WRITTEN EXERCISE
Put the material below into a JSON list of strings, one string per line, leaving out blank lines and the picture.

DATA SUPPLIED
▬▬▬▬▬▬▬▬▬▬
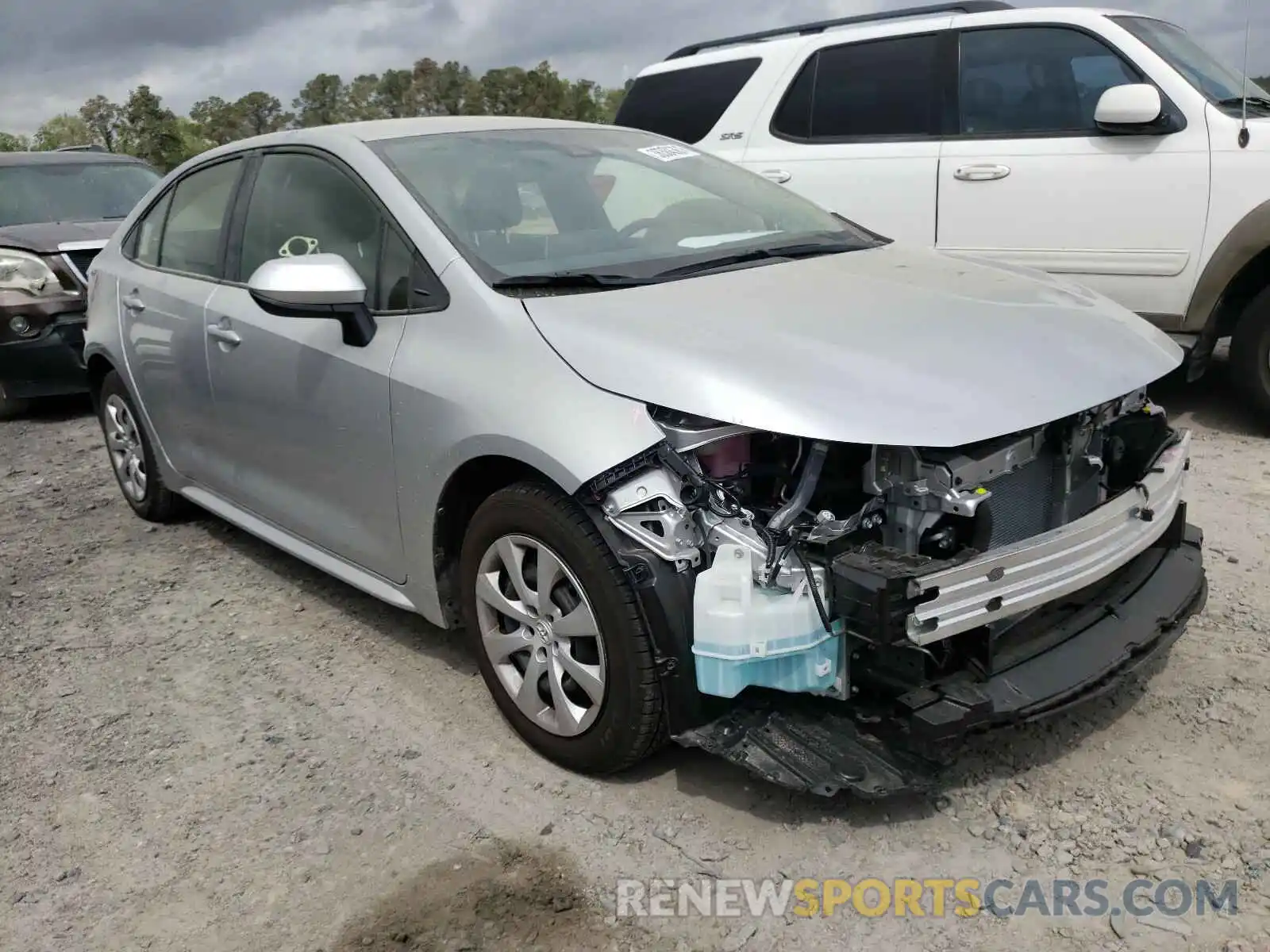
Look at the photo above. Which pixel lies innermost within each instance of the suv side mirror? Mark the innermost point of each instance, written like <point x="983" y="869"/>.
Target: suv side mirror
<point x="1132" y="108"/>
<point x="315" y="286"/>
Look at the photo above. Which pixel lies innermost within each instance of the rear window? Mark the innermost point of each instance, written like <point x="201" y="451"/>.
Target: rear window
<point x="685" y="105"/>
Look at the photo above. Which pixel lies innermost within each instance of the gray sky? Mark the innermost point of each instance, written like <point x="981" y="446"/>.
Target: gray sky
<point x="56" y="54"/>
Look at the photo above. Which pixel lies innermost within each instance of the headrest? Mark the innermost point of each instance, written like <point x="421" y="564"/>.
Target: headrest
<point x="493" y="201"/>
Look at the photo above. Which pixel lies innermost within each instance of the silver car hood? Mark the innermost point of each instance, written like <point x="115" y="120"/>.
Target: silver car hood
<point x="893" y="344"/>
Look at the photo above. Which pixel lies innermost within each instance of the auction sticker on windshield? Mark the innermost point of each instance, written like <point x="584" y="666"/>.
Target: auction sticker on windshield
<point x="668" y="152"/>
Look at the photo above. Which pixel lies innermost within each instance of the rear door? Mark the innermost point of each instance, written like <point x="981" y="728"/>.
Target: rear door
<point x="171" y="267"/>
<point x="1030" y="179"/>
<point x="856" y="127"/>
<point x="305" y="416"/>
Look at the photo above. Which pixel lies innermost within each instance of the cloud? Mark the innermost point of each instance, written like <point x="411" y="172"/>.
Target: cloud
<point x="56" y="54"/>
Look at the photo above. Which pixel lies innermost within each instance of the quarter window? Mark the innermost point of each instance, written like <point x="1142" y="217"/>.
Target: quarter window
▬▬▬▬▬▬▬▬▬▬
TASK RESPONSE
[
  "Look at the photo above. Which pixel lies innermost within each instance of the suv side mirror? Mark the innermost point of each instance, written like <point x=\"983\" y=\"869\"/>.",
  "Target: suv side mirror",
  "<point x=\"1132\" y=\"108\"/>",
  "<point x=\"315\" y=\"286\"/>",
  "Look at the photo above. Which pixel lies innermost within each instance of the rear window? Mark the innermost point of each instance, written like <point x=\"201\" y=\"451\"/>.",
  "Target: rear window",
  "<point x=\"685\" y=\"105\"/>",
  "Look at the photo above. Which pixel lies innermost within each instance of the gray sky? Mark the innermost point of each instance, written like <point x=\"981\" y=\"446\"/>.",
  "Target: gray sky",
  "<point x=\"56\" y=\"54\"/>",
  "Look at the photo above. Which pixel lies innermost within each instance of the headrest? Mark the innermost point of each instance, written like <point x=\"421\" y=\"564\"/>.",
  "Target: headrest",
  "<point x=\"493\" y=\"201\"/>",
  "Look at the photo above. Which pixel lies innermost within each instance of the silver car hood? Mark the innermost point of each instance, written like <point x=\"115\" y=\"120\"/>.",
  "Target: silver car hood",
  "<point x=\"893\" y=\"344\"/>",
  "Look at the photo above. Which pixel lies innermost within each instance of the auction sticker on windshield? Mark the innermost point of each instance, written like <point x=\"584\" y=\"666\"/>.",
  "Target: auction sticker on windshield",
  "<point x=\"668\" y=\"152\"/>",
  "Look at the photo above. Which pixel lies innermost within each instance of the rear door? Mark the innermost point of each instance, written like <point x=\"981\" y=\"728\"/>.",
  "Target: rear door",
  "<point x=\"171\" y=\"267\"/>",
  "<point x=\"1030\" y=\"179\"/>",
  "<point x=\"856\" y=\"127\"/>",
  "<point x=\"305\" y=\"416\"/>",
  "Look at the photo above. Which pixel lies innermost within each instance of the cloud? Mark the innermost point of each instance, written like <point x=\"411\" y=\"172\"/>.",
  "Target: cloud",
  "<point x=\"56\" y=\"54\"/>",
  "Look at the photo above. Which pixel lies innermost within each instance of the quarter window? Mark the innermost point of each instance, written like <point x=\"1142\" y=\"217\"/>.",
  "Target: quarter window"
]